-- START OF AVAILABLE RECORDS --

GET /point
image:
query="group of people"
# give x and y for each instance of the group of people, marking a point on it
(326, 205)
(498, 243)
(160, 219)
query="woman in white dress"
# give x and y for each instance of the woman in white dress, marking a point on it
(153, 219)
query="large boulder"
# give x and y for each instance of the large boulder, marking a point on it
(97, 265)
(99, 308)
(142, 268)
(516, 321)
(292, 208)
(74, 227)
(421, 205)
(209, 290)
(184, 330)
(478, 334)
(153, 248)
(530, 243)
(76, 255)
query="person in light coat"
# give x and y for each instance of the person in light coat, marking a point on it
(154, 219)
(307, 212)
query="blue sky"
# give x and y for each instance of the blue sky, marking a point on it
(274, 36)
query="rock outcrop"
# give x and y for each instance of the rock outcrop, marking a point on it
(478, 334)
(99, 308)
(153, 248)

-- END OF AVAILABLE RECORDS --

→ **WHAT IS NEEDED**
Copy out all of the material above, word for word.

→ **COMPLETE RESPONSE**
GET /point
image:
query="group of people"
# give x and y for each instance of the group of people, marking a point on it
(326, 205)
(498, 243)
(160, 219)
query="woman in white dress"
# give x and y for each instance of the woman in white dress, marking a point on it
(153, 219)
query="large boulder"
# give x and y for each instance of the large boulder, marking a point on it
(97, 265)
(99, 308)
(142, 268)
(516, 321)
(292, 208)
(74, 227)
(421, 205)
(209, 290)
(184, 330)
(478, 334)
(153, 248)
(530, 243)
(76, 255)
query="person in light coat"
# give x and y for each instance of the person in light coat, marking a point on it
(154, 219)
(307, 212)
query="blue sky"
# give x and y for each instance of the blue sky, marking a point on it
(274, 36)
query="rock outcrop"
# give x and y for each instance of the rock outcrop, marking a point on it
(478, 334)
(99, 308)
(153, 248)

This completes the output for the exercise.